▶ **EXCERPT TO READ**:
________________
Showing posts with label quote. Show all posts
Showing posts with label quote. Show all posts

Saturday, August 11, 2007

Please take off your shoes


I am teaching Asian Religions at the Mission Training Center. This is the reason why I picked Six World Faiths edited by W. Owen Cole. At this point, I don't have any idea who Cole is, but I will find out soon. I haven't done any book review in this blog, but this time I hope I can find the time to review some of the books coming my way. In any case, for now, I just want to share a quote by Max Warren, a famous Secretary of the Church Missionary Society, which Cole cites in his introduction.
Our first task in approaching another people, another culture, another religion is to take off our shoes, for the place we are standing on is holy, else we may find we are treading on men's dream. More serious still, we may forget that God was here before our arrival.

Thursday, August 02, 2007

Quote of the day


"The Spirit of God is called the Holy Spirit because it makes our life here worth something living, not because it is alien and estranged from life. The Spirit sets this life in the presence of the living God and int he great river of eternal love... the operations of God's life-giving and life-affirming Spirit are universal and can be recognized in everything which ministers to life and resists its destruction." Jurgen Moltmann, The Spirit of Life, x-xi *The boys are our Pastor's twin sons

Monday, July 30, 2007

Quote of the day



"As for me, Jesus Christ is the scripture, the inviolable scriptures are his cross, death, and resurrection and faith through him."
________________
▶ **RECORDS SUPPLIED**:
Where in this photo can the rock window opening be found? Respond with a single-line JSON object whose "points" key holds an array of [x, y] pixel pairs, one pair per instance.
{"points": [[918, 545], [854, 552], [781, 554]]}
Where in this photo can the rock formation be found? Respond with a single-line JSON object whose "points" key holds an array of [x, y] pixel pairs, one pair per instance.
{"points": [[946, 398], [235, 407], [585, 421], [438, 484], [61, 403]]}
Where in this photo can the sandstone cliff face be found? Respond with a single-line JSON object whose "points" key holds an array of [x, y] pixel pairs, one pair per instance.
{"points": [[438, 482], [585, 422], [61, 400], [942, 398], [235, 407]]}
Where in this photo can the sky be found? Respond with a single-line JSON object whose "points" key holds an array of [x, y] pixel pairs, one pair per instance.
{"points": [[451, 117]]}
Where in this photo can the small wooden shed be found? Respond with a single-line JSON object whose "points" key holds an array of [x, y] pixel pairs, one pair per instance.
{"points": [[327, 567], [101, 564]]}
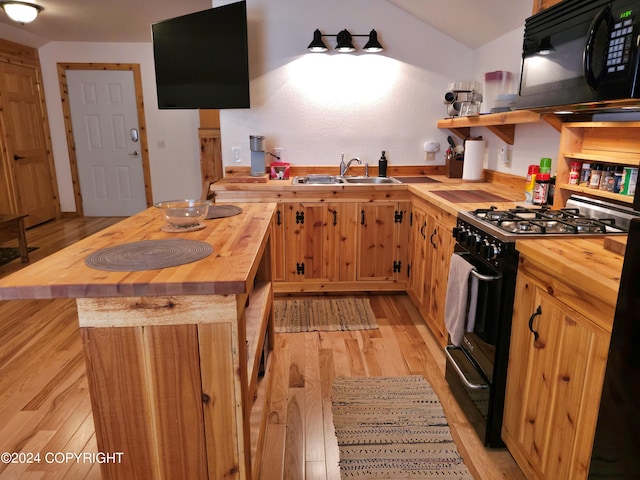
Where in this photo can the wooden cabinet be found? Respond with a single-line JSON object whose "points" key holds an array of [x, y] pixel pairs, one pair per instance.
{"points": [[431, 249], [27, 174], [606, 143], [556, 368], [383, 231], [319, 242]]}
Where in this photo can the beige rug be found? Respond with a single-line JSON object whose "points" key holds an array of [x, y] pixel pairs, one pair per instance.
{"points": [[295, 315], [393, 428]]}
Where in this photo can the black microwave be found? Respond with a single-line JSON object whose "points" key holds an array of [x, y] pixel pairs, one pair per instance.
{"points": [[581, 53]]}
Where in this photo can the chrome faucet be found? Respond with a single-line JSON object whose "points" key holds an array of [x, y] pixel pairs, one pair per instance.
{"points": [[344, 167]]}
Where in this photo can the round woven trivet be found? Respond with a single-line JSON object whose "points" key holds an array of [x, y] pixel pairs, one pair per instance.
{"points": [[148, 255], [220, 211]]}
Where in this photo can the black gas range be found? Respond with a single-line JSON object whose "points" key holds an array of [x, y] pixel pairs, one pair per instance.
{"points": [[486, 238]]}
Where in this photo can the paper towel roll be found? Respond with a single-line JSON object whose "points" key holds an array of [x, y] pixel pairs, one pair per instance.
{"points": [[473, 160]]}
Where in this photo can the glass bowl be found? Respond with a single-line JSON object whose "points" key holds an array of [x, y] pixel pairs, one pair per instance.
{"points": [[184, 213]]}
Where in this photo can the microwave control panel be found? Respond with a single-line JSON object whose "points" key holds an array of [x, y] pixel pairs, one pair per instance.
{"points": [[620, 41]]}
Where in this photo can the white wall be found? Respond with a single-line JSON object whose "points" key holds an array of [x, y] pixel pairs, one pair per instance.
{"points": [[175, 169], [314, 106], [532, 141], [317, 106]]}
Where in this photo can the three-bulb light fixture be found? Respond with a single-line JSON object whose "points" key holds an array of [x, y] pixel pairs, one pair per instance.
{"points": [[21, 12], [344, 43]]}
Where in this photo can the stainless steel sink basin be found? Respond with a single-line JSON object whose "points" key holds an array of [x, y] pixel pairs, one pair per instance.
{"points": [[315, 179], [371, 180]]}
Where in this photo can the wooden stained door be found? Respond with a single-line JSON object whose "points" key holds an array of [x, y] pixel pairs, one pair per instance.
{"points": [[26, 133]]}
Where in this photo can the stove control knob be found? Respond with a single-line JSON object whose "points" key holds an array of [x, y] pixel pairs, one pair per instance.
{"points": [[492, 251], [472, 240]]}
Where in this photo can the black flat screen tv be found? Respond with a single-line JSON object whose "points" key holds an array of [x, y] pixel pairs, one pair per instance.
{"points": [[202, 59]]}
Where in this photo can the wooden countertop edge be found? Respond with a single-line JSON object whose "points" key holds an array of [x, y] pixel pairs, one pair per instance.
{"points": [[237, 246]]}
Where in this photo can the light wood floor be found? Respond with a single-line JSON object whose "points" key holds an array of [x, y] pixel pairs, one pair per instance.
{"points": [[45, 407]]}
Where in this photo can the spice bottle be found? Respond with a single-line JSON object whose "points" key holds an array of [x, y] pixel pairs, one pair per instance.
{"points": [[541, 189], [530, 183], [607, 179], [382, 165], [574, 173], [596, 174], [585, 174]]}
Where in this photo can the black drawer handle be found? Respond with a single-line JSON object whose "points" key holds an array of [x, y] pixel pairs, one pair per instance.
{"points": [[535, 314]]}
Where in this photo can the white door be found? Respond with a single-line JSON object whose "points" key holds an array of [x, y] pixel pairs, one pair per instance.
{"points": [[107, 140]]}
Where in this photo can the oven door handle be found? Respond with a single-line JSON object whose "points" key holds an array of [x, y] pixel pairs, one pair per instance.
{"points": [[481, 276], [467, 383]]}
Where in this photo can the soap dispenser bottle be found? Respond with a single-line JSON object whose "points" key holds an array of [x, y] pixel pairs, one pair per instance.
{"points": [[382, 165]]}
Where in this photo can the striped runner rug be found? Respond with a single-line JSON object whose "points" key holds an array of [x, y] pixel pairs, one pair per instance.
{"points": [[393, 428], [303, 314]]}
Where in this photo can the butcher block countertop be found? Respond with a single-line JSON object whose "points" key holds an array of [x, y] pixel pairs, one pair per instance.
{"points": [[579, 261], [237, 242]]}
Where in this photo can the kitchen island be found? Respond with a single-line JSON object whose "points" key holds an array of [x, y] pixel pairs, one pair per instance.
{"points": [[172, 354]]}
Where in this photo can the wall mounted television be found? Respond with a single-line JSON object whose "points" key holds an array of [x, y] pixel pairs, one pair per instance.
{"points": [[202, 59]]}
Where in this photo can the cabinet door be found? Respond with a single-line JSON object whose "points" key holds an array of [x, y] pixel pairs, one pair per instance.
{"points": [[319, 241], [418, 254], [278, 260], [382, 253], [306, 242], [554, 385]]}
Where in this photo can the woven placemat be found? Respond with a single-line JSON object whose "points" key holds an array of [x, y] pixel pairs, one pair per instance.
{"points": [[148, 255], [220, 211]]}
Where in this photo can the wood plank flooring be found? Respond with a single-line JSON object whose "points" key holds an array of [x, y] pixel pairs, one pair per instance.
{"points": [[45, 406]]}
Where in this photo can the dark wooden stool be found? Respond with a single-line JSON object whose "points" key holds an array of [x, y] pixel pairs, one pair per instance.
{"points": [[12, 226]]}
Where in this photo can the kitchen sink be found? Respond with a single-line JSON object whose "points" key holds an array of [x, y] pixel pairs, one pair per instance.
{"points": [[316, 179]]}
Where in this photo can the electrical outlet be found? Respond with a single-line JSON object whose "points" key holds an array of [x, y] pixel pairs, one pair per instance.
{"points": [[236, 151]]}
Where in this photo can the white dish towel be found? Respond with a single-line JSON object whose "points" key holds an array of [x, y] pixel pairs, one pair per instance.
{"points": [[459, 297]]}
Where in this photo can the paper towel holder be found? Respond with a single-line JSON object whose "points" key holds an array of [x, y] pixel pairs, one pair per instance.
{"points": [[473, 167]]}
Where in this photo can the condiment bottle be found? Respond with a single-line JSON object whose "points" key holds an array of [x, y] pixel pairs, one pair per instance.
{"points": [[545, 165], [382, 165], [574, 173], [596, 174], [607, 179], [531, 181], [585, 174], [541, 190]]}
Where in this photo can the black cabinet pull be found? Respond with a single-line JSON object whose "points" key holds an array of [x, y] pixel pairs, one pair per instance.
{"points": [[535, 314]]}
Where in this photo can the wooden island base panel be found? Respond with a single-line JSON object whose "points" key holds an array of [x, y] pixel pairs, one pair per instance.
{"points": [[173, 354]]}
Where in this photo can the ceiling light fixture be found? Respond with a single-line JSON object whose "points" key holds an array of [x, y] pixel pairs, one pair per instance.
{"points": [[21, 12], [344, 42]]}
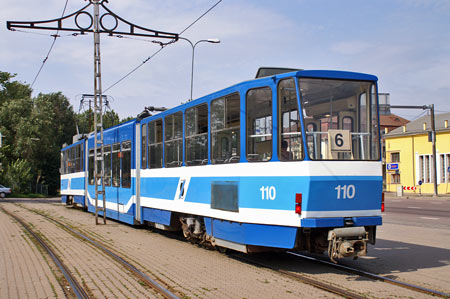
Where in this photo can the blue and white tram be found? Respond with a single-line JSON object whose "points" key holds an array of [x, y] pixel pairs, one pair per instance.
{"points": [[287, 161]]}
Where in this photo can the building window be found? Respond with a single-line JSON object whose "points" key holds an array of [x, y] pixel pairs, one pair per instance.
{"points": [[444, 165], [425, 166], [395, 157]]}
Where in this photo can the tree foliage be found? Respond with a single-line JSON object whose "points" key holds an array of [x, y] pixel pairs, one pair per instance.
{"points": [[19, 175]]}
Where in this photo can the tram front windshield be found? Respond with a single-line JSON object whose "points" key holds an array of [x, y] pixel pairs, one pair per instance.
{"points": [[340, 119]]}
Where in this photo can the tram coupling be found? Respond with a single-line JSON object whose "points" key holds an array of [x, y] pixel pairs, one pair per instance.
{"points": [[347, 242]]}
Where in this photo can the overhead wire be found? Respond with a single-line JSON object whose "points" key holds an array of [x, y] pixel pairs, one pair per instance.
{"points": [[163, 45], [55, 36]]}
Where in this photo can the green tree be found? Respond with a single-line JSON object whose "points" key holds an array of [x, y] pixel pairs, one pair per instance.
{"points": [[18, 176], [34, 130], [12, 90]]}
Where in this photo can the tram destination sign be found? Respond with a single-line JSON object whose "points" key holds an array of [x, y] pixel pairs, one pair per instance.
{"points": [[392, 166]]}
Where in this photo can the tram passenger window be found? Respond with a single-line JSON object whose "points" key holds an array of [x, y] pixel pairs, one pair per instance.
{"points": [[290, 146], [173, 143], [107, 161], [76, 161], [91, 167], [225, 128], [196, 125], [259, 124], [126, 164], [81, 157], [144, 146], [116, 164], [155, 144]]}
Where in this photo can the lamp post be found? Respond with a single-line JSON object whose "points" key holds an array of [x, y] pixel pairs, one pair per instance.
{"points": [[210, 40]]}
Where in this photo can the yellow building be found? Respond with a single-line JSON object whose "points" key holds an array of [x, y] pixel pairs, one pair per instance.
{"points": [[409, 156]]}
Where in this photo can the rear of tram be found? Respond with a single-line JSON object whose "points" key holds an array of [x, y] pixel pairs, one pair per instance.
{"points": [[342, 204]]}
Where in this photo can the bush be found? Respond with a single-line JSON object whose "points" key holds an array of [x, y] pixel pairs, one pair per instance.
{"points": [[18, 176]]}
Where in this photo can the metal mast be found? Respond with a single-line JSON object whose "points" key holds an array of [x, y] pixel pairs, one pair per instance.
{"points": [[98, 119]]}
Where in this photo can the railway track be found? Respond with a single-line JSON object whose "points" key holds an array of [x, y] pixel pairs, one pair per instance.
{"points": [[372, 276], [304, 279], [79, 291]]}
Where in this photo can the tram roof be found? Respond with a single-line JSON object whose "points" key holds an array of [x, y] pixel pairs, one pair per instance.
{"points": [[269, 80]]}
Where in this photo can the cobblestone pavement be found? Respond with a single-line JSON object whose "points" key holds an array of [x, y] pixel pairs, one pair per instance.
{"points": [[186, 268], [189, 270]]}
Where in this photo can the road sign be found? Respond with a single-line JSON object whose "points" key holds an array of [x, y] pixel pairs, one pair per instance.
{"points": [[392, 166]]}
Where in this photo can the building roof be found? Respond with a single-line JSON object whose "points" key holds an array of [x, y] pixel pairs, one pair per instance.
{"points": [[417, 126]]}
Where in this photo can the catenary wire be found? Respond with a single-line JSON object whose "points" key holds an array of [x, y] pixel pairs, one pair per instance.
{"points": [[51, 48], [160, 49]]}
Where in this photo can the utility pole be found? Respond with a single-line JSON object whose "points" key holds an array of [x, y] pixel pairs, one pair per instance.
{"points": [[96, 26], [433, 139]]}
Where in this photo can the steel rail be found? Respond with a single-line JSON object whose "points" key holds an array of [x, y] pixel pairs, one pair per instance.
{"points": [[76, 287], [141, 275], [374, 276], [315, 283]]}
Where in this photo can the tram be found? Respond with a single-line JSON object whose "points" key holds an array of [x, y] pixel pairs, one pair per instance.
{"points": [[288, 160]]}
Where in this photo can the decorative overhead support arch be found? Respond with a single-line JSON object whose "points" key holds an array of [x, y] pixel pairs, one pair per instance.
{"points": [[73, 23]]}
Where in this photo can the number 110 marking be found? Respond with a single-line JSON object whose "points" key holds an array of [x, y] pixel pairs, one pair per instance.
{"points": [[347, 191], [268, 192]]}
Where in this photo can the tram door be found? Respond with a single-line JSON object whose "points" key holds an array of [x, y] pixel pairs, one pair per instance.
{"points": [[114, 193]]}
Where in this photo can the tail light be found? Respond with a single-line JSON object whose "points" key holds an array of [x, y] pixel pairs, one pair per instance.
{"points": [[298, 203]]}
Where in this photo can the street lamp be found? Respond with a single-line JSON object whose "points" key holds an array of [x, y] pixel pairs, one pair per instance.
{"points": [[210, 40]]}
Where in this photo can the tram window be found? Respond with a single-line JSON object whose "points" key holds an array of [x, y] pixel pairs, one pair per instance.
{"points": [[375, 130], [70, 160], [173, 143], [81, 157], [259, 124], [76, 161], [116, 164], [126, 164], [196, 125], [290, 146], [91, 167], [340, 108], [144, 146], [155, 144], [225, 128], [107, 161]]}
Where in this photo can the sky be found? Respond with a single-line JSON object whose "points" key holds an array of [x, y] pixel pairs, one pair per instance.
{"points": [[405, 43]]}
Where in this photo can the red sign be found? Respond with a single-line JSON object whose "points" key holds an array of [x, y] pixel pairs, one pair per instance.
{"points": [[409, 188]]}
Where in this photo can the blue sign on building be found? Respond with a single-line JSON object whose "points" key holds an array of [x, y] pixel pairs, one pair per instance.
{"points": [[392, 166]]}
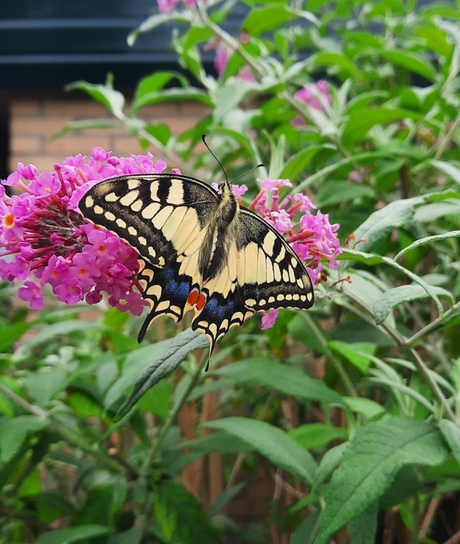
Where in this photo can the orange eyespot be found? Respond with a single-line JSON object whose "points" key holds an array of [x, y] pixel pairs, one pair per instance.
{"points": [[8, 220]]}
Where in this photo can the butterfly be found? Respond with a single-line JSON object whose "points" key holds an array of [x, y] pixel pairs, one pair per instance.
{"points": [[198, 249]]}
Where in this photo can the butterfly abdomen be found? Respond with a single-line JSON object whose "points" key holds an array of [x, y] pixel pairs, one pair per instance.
________________
▶ **YOUR INSTRUCTIONS**: From the blog posts of quotes, return the passage that opens with the words containing "Saturday, August 11, 2007" and closes with "in his introduction.". The rows aren't needed for this.

▶ **SOLUTION TO THIS EXERCISE**:
Saturday, August 11, 2007

Please take off your shoes


I am teaching Asian Religions at the Mission Training Center. This is the reason why I picked Six World Faiths edited by W. Owen Cole. At this point, I don't have any idea who Cole is, but I will find out soon. I haven't done any book review in this blog, but this time I hope I can find the time to review some of the books coming my way. In any case, for now, I just want to share a quote by Max Warren, a famous Secretary of the Church Missionary Society, which Cole cites in his introduction.